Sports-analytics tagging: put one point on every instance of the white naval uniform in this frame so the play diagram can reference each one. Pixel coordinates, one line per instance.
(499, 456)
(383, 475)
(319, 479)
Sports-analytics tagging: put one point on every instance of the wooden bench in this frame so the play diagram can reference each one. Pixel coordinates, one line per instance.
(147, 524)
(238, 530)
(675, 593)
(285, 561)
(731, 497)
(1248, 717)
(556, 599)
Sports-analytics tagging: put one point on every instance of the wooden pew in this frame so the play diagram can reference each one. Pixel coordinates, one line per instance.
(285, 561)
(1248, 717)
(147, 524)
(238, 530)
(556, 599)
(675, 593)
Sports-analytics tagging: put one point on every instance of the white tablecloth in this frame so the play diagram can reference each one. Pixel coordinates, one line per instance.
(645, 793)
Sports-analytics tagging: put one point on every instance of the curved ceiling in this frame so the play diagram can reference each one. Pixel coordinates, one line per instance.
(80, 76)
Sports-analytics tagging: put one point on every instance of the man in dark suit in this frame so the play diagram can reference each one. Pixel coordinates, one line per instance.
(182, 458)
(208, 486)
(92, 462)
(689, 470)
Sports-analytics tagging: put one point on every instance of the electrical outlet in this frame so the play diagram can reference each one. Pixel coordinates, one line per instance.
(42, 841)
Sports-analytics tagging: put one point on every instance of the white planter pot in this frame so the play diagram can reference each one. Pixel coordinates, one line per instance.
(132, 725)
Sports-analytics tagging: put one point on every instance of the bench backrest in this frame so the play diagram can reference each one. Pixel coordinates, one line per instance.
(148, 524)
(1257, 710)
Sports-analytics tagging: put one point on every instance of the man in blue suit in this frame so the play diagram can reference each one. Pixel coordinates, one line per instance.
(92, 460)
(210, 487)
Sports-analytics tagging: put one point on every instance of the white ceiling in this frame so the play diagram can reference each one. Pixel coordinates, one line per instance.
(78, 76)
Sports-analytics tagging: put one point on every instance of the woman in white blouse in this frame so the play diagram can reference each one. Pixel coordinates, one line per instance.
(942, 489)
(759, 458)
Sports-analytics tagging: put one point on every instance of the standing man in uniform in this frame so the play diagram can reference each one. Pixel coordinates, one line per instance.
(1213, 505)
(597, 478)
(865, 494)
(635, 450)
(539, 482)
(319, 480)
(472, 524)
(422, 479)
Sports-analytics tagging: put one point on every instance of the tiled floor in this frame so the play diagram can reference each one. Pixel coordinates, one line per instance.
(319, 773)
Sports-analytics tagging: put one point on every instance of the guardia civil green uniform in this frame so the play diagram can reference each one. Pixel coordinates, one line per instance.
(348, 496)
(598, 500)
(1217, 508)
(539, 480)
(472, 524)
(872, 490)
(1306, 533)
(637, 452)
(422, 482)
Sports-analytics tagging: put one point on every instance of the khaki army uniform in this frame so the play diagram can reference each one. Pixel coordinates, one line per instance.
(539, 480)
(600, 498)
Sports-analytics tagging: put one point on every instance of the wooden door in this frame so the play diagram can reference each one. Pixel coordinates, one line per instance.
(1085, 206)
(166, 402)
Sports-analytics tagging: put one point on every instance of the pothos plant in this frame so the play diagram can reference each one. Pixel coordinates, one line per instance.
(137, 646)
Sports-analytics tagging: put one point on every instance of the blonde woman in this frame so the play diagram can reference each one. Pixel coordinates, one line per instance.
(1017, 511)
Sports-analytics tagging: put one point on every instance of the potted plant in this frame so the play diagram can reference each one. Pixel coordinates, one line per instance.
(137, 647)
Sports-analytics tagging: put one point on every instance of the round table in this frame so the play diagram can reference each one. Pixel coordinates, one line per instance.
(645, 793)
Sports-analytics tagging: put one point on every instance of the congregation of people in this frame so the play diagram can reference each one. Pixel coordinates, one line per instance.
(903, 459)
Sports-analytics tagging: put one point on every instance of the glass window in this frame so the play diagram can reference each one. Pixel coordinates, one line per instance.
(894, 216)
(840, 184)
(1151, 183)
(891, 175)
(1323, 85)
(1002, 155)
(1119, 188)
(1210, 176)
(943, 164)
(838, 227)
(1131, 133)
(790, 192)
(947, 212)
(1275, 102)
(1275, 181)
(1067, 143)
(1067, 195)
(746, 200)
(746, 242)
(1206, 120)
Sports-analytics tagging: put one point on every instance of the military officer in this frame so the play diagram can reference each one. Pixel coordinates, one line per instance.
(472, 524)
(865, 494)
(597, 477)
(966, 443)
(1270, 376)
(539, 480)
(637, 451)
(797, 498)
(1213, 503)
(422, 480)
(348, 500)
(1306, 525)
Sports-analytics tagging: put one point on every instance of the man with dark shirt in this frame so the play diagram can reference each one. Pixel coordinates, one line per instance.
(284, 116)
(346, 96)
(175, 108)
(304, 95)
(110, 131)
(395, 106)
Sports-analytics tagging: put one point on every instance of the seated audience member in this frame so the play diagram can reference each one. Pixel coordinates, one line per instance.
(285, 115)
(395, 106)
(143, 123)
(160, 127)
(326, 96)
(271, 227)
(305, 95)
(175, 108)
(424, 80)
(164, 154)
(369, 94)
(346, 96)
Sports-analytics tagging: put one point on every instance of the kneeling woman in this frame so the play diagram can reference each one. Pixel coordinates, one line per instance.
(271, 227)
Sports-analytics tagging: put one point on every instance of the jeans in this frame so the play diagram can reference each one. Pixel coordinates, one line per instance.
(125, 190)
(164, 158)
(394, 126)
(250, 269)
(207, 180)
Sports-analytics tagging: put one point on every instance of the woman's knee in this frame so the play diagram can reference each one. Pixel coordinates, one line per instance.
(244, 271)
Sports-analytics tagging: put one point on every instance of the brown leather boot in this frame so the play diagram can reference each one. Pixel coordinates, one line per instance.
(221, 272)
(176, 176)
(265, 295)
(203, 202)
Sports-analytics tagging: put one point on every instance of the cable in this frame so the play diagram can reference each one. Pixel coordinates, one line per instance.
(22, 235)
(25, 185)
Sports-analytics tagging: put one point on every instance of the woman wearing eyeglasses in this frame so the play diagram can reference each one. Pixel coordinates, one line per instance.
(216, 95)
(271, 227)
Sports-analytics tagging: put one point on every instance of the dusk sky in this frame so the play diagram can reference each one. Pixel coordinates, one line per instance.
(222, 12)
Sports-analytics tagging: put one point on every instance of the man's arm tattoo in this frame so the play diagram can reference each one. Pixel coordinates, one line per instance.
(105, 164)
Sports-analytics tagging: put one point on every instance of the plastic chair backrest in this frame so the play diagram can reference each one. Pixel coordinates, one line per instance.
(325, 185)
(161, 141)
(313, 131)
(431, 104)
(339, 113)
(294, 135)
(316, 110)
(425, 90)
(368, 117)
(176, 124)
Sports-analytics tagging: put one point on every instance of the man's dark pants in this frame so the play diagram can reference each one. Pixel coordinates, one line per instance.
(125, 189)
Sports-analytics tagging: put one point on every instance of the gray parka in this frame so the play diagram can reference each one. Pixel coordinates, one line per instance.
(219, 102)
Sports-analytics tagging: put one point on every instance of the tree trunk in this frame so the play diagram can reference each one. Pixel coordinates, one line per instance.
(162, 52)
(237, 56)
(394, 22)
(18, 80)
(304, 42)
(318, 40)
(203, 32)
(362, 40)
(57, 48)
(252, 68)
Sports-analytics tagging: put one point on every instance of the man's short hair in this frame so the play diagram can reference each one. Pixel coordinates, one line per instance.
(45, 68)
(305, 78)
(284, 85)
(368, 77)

__REQUIRED WORK__:
Transcribe the listing above in full, so that every line matches exactly.

__RESULT BELOW__:
Sports-analytics tagging: put one point on every instance of the white naval uniform in this frame so the play diagram can reference each one. Pixel coordinates, one line per instance.
(499, 456)
(383, 475)
(319, 479)
Sports-analytics tagging: put one point on every instance of the wooden bench in this frame so the play diagram can reference each one. Pixel coordinates, one line per instance.
(147, 524)
(238, 530)
(675, 593)
(285, 561)
(731, 497)
(1248, 717)
(556, 599)
Sports-analytics tagging: put one point on every instance of the wooden pew in this frame so the play diagram can reference each one. Pixel coordinates, one line per instance.
(285, 561)
(1248, 717)
(147, 524)
(238, 530)
(556, 599)
(675, 593)
Sports-analytics tagging: put one point on every instance of the white tablecloth in this frame so the play diagram can reference each one. Pixel coordinates, one line per instance.
(645, 793)
Sports-analytics tagging: put one point on every instance of the curved ceiling in this frame so the play diagram can reference each one. Pixel coordinates, one line per instance.
(80, 76)
Sports-analytics tagging: put one point on every instance of the man in dark suit in this frame so the play diagram can reference each one. Pixel coordinates, one line per instance.
(182, 458)
(208, 486)
(92, 462)
(689, 470)
Sports-analytics tagging: put one point on every instance of the electrical outlet in this frame so the play diagram can reference each one. Pixel coordinates, one line per instance.
(42, 841)
Sports-analytics tagging: put one point on every instance of the white planter pot in this frame so the play diagram can reference each one. Pixel coordinates, one line per instance.
(132, 725)
Sports-analytics tagging: put one point on every instance of the bench backrest in this frame so the play diagram can reference each one. Pixel coordinates, one line per instance.
(148, 524)
(1257, 710)
Sports-analytics tagging: put one point on every instance of the man in blue suit in this frame so the play diagram can reference each one. Pixel coordinates, one line per instance.
(92, 460)
(210, 487)
Sports-analytics tagging: put one point on every instance of the white ceiling in this frame so the play diagram can reference each one. Pixel coordinates, one line per instance.
(78, 76)
Sports-analytics tagging: put one point on every instance of the woman in white blouse in this frame so the play diagram can reference each one. Pixel coordinates, one line per instance.
(942, 489)
(759, 458)
Sports-analytics tagging: put one point on every instance of the standing man in uniform in this frame so the play diagram can reference each one. Pixel coordinates, one line per instance.
(1213, 505)
(597, 478)
(865, 494)
(635, 450)
(539, 482)
(319, 480)
(472, 524)
(422, 479)
Sports-analytics tagging: put one point on every instance of the tiled floor in this frame so the play diagram can reference each one. Pixel coordinates, one line per instance.
(319, 773)
Sports-analytics tagging: put one point on every instance of the guardia civil green uniform in this frame so the play diagram can reference each one. Pixel coordinates, one line per instance.
(348, 496)
(598, 500)
(1217, 508)
(539, 480)
(472, 524)
(872, 490)
(1306, 533)
(637, 452)
(422, 482)
Sports-analytics tagging: put one point on every instance of the khaki army uniform in this frame so the play diagram can reference each one. Pixel coordinates, one line per instance.
(539, 480)
(600, 498)
Sports-analytics tagging: put one point on every instance of the wooden door in this frame so the play diagram can reference each one. Pixel coordinates, one line per instance.
(1085, 206)
(166, 402)
Sports-analytics tagging: put one point on every instance of the pothos plant in this frame so the play diagram can reference each one. Pixel coordinates, one line per instance.
(137, 646)
Sports-analytics tagging: put one point on every instance of the blonde woman in this frame so the play diagram can reference each one. Pixel coordinates, one line per instance.
(1017, 511)
Sports-analytics tagging: put one point on every instance of the potted plant in this frame so the play diagram can reference each one. Pixel coordinates, one line per instance.
(137, 647)
Sports-analytics tagging: put one point on every instance of the round table in this frame so the play diagram can reference each one. Pixel coordinates, one line per instance.
(645, 793)
Sports-analytics tagging: put one point on every instance of the congregation of people in this frame so the play diagram can reference each one. Pixel coordinates, one line per instance.
(903, 459)
Sports-analytics tagging: put one point on every instance of the glass window in this frame so the play diagram can reference each one. Pixel coordinates, one line per instance.
(894, 216)
(840, 184)
(1151, 183)
(891, 175)
(1323, 85)
(1002, 155)
(1119, 188)
(1210, 176)
(943, 164)
(838, 227)
(1131, 133)
(790, 192)
(947, 212)
(1275, 102)
(1275, 181)
(1067, 143)
(1067, 195)
(746, 200)
(746, 242)
(1206, 120)
Sports-analytics tagging: put one point on every instance of the military officer in this frame so the play diagram can reference each one. Pixel coordinates, one line per instance.
(472, 524)
(865, 494)
(597, 477)
(966, 443)
(1270, 376)
(539, 480)
(637, 451)
(797, 498)
(1213, 503)
(422, 480)
(348, 500)
(1306, 525)
Sports-analytics tagging: put one point on every instance of the man with dark shirt in this frame so the play diagram can reference each one. Pixel coordinates, one line per instance.
(284, 116)
(346, 96)
(175, 108)
(304, 95)
(110, 131)
(395, 106)
Sports-analytics tagging: put one point on every instance of the seated audience member in this frame so the play diagram can reference each one. Pixel coordinates, one line per instance.
(285, 115)
(395, 106)
(143, 123)
(160, 127)
(326, 96)
(271, 227)
(305, 95)
(175, 108)
(424, 80)
(164, 154)
(369, 94)
(346, 96)
Sports-analytics tagging: put one point on every instance of the kneeling woman in this frame so the play diagram can reference each one. Pixel coordinates, one line per instance.
(271, 227)
Sports-analytics tagging: put one point on every instance of the jeans in this frame so the play diagram can reference each one. Pixel coordinates, one line per instance.
(125, 190)
(164, 158)
(394, 126)
(250, 269)
(207, 180)
Sports-analytics tagging: put one point on every instance of the woman's knee in this frame so the play diagram can reference each one. Pixel coordinates, one line per instance.
(244, 271)
Sports-analytics tagging: put one point on every instance of the brown leather boot in this frame so the play diagram can reference each one. Pixel coordinates, one line per instance.
(221, 272)
(176, 176)
(265, 295)
(203, 202)
Sports-analytics tagging: put one point on every instance of the cable in this frame so the play diagram can reference each one. Pixel coordinates, one line per instance.
(22, 235)
(25, 185)
Sports-analytics tagging: put one point on every instance of the woman wearing eyeglasses in this frame so the play diagram can reference each one. Pixel coordinates, one line per instance.
(216, 95)
(271, 227)
Sports-analytics tagging: put one point on every instance of the dusk sky in this frame so the play diagram can reference each one. Pixel coordinates, one line per instance.
(222, 12)
Sports-analytics tagging: put one point on every instance of the man's arm tattoo in this frame so the play diagram can reference each one. Pixel coordinates, one line per instance.
(105, 164)
Sports-analytics tagging: put one point on every instance of the plastic chair backrest in this frame so the play diagram can reference each one. Pixel coordinates, one line per instance.
(325, 185)
(161, 141)
(313, 131)
(431, 104)
(339, 113)
(294, 135)
(316, 110)
(425, 90)
(368, 117)
(176, 124)
Sports-analytics tagging: put one point on every instance of the man's dark pants in this frame so the play diagram can reference each one. Pixel coordinates, one line per instance.
(125, 189)
Sports-analytics tagging: put one point on every instance of the gray parka in this frame so the play diagram can reference each one. Pixel coordinates, one line per instance.
(219, 102)
Sports-analytics tagging: put one point on every instance of the tree trunk in this frame so the play diagram can reference each one. Pixel coordinates, one line per instance.
(162, 52)
(237, 56)
(394, 22)
(18, 80)
(304, 42)
(318, 40)
(203, 32)
(362, 40)
(57, 48)
(252, 68)
Sports-analytics tagging: put one point on every instance of the man's short hair in this frame so the play diagram can reference each one. Pixel coordinates, one line per instance.
(45, 68)
(305, 78)
(284, 85)
(368, 77)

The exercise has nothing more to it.